[給定文本]:
▼▼▼
9.4 跨檔案圖分析：從 lint 走到 static analysis

2026-04-24

跨檔案靜態分析的核心責任是把整個 repo 結構化成可查詢的 link graph，讓「這張卡片有沒有被引用」「這個連結指的目標存在嗎」「這個 section 是否被孤立」這類反向/跨檔問題能在 O(1) 或 O(log n) 的 graph lookup 內回答，而不是每次查詢都重 parse 全部檔案。圖的節點是檔案、邊是檔案間的連結 / 引用 / 依賴關係；一次 parse（用 AST walker 掃過）之後，所有跨檔 query 都在 in-memory map 上做。

這類分析的典型觸發點是需求已經離開 single-file 層：orphan 偵測（某個檔案是否被引用）、backlink 完整性（連結目標是否存在）、dependency cycle 檢測（import graph 是否有環）、unused export 偵測（某個 symbol 是否被使用）。每個都是圖論問題，需要先把 repo 結構化，單檔 walker 看不見跨檔 edge。本章以 mdtools cards（L1 連結有效性、L2 orphan 卡片、L4 卡片 K4 合規）作為 concrete instance。

為什麼要預先建圖而非每次 lint 都現查

直覺會說：對每個 link，直接 os.Stat(target) 看存在不存在，就能驗證 L1。

這個做法在 100 個檔案、每檔 10 個 link 時 OK — 1000 次 stat、每次 < 1ms，總計 1 秒內。但一旦要做 L2 「每張卡片至少被一篇正文引用」，問題就變成：

1for each card file C:
2  for each other file F:
3    parse F
4    for each link L in F:
5      if L points to C: mark C as referenced

N² parse，每次 parse 又走 AST。1000 檔 × 1000 檔 = 100 萬次 parse，每次 50ms，總計 14 小時。

解法是 parse 一次、存下所有 edge、在圖上查。Parse 是 O(N) 一次；所有後續 query 都在 in-memory map 上做，microseconds。

Graph 的資料結構

 1// scripts/mdtools/internal/mdcards/graph.go
 2type Edge struct {
 3	SourcePath  string // 包含連結的檔案
 4	SourceLine  int    // 連結所在行
 5	Destination string // link 目的地（原文）
 6	Target      string // 解析後的檔案路徑（可能不存在）
 7	DisplayText string // 顯示文字（反釣魚用）
 8}
 9
10type FileNode struct {
11	Path string
12	AST  ast.Node
13	Src  []byte
14}
15
16type Graph struct {
17	Files []FileNode  // 所有 .md 檔
18	Edges []Edge      // 所有相對連結
19
20	byPath   map[string]*FileNode // path → FileNode
21	inbound  map[string][]int     // target path → edge indices
22	outbound map[string][]int     // source path → edge indices
23}

設計重點：

FileNode 保留 AST + src：後面 L4 檢查（卡片首段是否有鄰卡連結）需要重讀 AST，不想再 parse 一次。
▲▲▲
點位標註資料集摘錄:
▼▼▼
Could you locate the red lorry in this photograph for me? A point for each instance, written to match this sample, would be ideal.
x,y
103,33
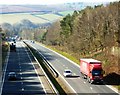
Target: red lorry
x,y
91,69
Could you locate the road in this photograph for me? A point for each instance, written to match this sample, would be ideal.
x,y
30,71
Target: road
x,y
29,81
78,84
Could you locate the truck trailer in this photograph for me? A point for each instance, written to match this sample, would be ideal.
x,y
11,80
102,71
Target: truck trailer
x,y
91,70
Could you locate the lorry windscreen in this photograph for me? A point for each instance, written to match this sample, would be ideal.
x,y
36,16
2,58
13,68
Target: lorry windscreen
x,y
96,72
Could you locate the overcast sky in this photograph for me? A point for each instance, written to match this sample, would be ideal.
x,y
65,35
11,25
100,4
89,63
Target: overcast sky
x,y
9,2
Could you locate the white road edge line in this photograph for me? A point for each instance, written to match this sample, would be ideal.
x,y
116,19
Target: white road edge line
x,y
45,74
6,62
35,69
57,72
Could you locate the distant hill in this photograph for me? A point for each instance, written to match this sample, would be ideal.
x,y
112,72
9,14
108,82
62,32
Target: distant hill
x,y
6,9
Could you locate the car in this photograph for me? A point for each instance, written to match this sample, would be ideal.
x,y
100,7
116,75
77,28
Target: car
x,y
67,73
12,76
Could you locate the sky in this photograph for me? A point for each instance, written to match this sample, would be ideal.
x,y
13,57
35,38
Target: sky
x,y
47,2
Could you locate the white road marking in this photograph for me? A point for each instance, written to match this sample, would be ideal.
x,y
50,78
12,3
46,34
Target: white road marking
x,y
6,61
22,89
20,73
35,70
91,88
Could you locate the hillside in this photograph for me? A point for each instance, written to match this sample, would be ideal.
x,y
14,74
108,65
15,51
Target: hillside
x,y
5,9
92,32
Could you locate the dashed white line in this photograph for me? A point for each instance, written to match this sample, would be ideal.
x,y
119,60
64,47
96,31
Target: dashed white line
x,y
23,89
91,88
20,73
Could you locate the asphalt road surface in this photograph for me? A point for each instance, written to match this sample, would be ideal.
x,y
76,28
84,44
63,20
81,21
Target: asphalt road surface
x,y
28,82
78,84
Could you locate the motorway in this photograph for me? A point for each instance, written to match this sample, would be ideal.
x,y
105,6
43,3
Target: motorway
x,y
78,84
29,81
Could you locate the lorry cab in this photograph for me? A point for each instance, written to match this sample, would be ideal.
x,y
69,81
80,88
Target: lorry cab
x,y
92,70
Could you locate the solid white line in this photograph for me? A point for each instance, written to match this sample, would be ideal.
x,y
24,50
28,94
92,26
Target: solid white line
x,y
91,88
57,71
4,72
56,92
59,74
20,73
35,70
22,89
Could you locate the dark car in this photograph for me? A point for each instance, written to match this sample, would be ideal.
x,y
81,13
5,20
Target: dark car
x,y
12,76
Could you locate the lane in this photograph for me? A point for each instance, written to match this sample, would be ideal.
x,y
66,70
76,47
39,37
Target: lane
x,y
77,83
27,82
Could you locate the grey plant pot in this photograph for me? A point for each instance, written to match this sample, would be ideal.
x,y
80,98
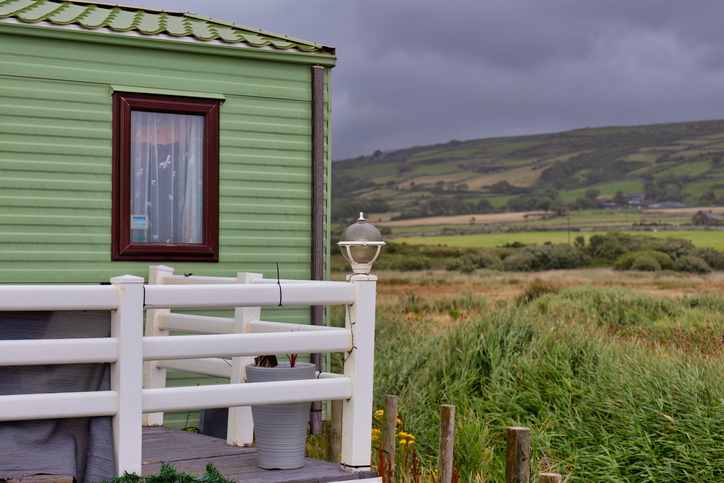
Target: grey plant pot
x,y
281,429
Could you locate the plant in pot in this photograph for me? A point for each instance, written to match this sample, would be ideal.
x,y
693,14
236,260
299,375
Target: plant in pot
x,y
280,429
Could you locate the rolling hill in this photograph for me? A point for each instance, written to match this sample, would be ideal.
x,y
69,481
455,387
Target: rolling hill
x,y
675,162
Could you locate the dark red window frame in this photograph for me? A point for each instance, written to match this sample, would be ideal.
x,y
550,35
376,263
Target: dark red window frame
x,y
122,249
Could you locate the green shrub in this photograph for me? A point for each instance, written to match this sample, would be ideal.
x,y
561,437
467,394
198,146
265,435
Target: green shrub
x,y
536,288
521,261
646,263
483,260
169,474
453,265
691,264
565,257
545,257
613,245
712,257
626,261
472,261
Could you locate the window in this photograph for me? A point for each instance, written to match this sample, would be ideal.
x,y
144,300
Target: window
x,y
165,178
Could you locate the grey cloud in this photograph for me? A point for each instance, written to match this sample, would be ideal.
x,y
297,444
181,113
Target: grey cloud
x,y
415,72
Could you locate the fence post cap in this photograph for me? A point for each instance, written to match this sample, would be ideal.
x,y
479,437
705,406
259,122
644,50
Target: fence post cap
x,y
164,268
127,279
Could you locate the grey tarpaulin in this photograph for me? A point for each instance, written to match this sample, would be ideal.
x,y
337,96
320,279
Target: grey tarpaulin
x,y
81,447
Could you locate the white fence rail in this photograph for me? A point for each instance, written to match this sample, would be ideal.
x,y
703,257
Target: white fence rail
x,y
134,357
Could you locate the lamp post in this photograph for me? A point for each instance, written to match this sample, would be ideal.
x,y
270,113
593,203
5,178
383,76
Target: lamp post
x,y
360,244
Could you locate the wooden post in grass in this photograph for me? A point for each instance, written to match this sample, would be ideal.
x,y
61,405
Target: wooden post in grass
x,y
517,455
447,440
389,432
550,478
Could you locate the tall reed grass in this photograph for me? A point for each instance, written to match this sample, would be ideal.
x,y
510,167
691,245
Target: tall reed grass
x,y
617,386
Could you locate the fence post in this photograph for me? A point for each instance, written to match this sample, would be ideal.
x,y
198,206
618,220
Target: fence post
x,y
153,377
447,444
389,432
359,366
517,456
127,373
550,478
240,427
334,433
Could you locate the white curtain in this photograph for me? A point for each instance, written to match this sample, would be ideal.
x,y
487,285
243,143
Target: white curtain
x,y
167,168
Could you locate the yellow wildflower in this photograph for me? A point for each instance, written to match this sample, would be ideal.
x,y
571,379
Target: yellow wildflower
x,y
406,438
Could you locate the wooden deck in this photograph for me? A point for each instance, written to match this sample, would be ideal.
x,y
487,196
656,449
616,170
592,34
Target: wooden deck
x,y
191,452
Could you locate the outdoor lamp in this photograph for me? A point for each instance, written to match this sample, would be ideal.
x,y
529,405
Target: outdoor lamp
x,y
361,244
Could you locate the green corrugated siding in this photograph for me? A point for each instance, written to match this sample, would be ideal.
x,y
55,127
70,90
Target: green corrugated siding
x,y
55,164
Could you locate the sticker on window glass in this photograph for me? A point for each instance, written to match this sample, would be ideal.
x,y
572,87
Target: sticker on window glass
x,y
139,222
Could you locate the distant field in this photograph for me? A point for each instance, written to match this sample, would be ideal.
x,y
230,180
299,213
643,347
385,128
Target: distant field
x,y
712,239
605,189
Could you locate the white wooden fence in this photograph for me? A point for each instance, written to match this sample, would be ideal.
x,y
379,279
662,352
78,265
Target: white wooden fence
x,y
240,338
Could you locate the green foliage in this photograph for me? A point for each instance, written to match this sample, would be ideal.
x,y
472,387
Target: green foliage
x,y
520,261
613,245
646,263
691,264
616,386
538,288
627,261
712,257
470,262
545,257
541,199
169,474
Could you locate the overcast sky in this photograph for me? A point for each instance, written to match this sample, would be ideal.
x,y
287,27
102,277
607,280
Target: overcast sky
x,y
415,72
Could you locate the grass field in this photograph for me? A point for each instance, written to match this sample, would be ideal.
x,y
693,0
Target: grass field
x,y
711,239
618,375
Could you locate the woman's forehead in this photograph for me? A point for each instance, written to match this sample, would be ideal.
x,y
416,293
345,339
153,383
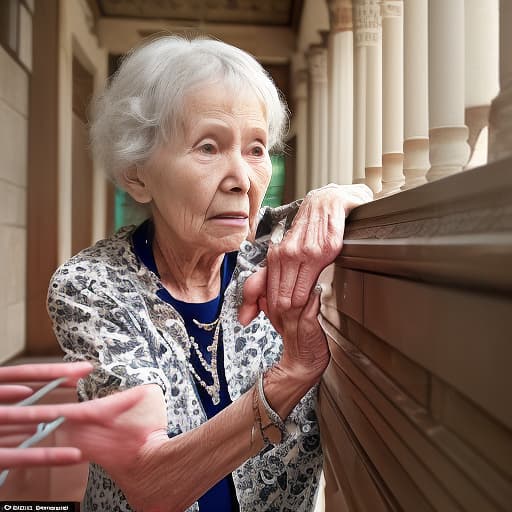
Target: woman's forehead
x,y
216,102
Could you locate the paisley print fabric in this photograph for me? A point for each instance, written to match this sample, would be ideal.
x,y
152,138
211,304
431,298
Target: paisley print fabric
x,y
105,309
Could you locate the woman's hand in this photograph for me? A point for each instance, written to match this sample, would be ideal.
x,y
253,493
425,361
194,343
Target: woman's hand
x,y
285,288
314,240
13,433
112,431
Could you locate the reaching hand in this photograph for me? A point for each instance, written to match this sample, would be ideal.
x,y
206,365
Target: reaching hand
x,y
105,430
13,433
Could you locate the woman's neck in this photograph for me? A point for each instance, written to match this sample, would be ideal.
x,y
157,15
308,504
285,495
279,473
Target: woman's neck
x,y
189,277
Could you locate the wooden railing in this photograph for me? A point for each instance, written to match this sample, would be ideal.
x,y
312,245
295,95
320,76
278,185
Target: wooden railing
x,y
416,405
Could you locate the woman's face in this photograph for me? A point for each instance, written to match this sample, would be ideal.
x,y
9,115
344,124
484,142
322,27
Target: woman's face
x,y
206,186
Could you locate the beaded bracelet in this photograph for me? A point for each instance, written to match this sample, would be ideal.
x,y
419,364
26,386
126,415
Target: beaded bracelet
x,y
273,416
275,436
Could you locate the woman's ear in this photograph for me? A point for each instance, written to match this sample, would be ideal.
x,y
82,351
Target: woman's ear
x,y
133,182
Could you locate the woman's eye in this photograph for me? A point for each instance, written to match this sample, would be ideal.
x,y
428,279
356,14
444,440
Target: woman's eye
x,y
207,148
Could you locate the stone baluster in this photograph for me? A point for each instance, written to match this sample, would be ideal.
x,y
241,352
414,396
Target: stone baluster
x,y
449,150
482,70
416,147
393,96
300,119
340,91
500,119
317,117
368,125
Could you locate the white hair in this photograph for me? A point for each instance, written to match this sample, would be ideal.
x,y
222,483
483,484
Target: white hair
x,y
143,103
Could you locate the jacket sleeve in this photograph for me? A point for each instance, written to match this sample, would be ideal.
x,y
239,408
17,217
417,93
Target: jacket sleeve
x,y
91,325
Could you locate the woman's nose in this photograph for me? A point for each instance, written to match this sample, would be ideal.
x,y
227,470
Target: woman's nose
x,y
238,178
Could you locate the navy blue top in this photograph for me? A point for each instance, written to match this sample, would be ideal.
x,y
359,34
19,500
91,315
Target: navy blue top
x,y
221,497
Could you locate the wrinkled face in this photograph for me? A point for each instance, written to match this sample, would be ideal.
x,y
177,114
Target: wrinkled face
x,y
206,186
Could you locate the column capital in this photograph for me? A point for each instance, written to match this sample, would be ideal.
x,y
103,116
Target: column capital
x,y
367,22
317,62
392,8
340,15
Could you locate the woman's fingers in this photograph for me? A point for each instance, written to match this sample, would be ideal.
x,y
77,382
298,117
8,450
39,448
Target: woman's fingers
x,y
14,392
13,458
45,372
255,288
93,411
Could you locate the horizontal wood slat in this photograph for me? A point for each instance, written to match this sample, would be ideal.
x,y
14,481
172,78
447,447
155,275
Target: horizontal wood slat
x,y
415,408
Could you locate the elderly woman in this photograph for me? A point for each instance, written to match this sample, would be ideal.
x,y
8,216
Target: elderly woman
x,y
186,127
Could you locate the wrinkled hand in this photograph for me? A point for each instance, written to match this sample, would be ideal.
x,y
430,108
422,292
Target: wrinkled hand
x,y
314,240
285,289
12,433
113,431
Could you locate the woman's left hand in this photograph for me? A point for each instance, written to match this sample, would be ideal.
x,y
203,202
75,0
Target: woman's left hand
x,y
314,240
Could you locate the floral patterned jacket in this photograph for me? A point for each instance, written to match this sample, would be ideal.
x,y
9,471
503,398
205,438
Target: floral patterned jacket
x,y
104,308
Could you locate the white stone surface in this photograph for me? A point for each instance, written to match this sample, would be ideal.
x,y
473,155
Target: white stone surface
x,y
12,300
15,264
13,204
15,330
13,83
13,146
25,37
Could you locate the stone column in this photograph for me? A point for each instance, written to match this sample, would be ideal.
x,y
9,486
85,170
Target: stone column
x,y
359,91
481,68
300,118
340,91
371,34
449,150
317,117
500,120
393,96
416,147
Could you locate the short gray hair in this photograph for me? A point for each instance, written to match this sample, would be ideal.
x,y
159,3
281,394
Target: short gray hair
x,y
143,103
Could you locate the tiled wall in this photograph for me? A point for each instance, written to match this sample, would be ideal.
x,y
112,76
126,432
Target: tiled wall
x,y
14,88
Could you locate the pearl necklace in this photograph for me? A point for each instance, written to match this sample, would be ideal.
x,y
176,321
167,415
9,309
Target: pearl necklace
x,y
212,389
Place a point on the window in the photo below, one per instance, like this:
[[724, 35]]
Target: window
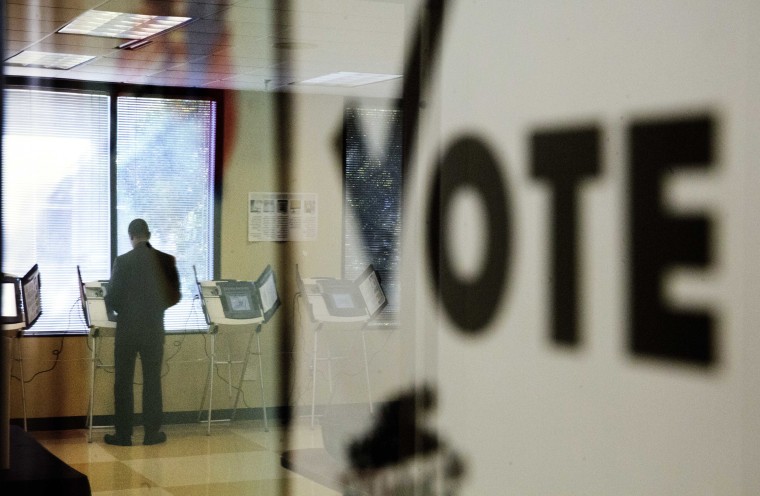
[[165, 174], [372, 220], [62, 190]]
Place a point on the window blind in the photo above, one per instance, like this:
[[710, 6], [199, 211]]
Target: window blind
[[165, 174], [56, 196], [372, 203]]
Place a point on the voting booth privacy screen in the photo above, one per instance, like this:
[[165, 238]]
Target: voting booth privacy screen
[[22, 298], [234, 302]]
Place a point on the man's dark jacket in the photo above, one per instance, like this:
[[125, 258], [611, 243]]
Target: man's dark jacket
[[144, 283]]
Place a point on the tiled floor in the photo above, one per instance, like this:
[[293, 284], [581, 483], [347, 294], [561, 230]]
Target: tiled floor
[[238, 458]]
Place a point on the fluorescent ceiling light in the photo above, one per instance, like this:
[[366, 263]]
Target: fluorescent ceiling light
[[349, 79], [121, 25], [47, 60]]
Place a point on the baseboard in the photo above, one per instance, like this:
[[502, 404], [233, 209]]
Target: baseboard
[[80, 422]]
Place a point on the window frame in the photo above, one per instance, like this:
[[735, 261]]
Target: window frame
[[390, 317], [114, 91]]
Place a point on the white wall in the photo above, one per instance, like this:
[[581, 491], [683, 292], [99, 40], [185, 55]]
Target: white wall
[[596, 418]]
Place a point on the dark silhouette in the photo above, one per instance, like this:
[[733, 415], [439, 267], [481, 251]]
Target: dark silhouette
[[144, 283]]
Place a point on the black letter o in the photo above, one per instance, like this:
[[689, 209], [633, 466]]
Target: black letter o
[[471, 304]]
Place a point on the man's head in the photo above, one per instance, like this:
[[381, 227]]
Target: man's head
[[138, 231]]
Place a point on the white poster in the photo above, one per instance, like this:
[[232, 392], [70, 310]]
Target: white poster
[[282, 216]]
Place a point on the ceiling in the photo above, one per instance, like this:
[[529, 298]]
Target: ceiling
[[228, 44]]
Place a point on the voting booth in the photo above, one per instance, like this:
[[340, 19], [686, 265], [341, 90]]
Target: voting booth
[[21, 308], [343, 304], [101, 323], [244, 305]]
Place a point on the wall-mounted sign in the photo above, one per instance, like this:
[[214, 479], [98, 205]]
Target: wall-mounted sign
[[282, 216]]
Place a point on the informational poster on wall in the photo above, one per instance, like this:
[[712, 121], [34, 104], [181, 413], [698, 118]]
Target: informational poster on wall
[[282, 216]]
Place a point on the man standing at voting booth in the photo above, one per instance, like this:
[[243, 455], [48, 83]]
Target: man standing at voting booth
[[144, 283]]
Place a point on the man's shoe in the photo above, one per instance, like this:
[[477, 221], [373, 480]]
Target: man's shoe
▲▲▲
[任務目標]:
a. 在跨檔案圖分析一文中，以 N² parse 的做法處理 1000 個檔案時，估計總計需要多少時間？
b. 請原樣返回資料列中從含有「Place a point on the window frame」的那一行起、至含有「[[471, 304]]」的那一行止的各行，首尾兩行皆包含在內。

[逐項作答]:
a. 總計 14 小時。

b.
Place a point on the window frame in the photo above, one per instance, like this:
[[735, 261]]
Target: window frame
[[390, 317], [114, 91]]
Place a point on the white wall in the photo above, one per instance, like this:
[[581, 491], [683, 292], [99, 40], [185, 55]]
Target: white wall
[[596, 418]]
Place a point on the dark silhouette in the photo above, one per instance, like this:
[[733, 415], [439, 267], [481, 251]]
Target: dark silhouette
[[144, 283]]
Place a point on the black letter o in the photo above, one per instance, like this:
[[689, 209], [633, 466]]
Target: black letter o
[[471, 304]]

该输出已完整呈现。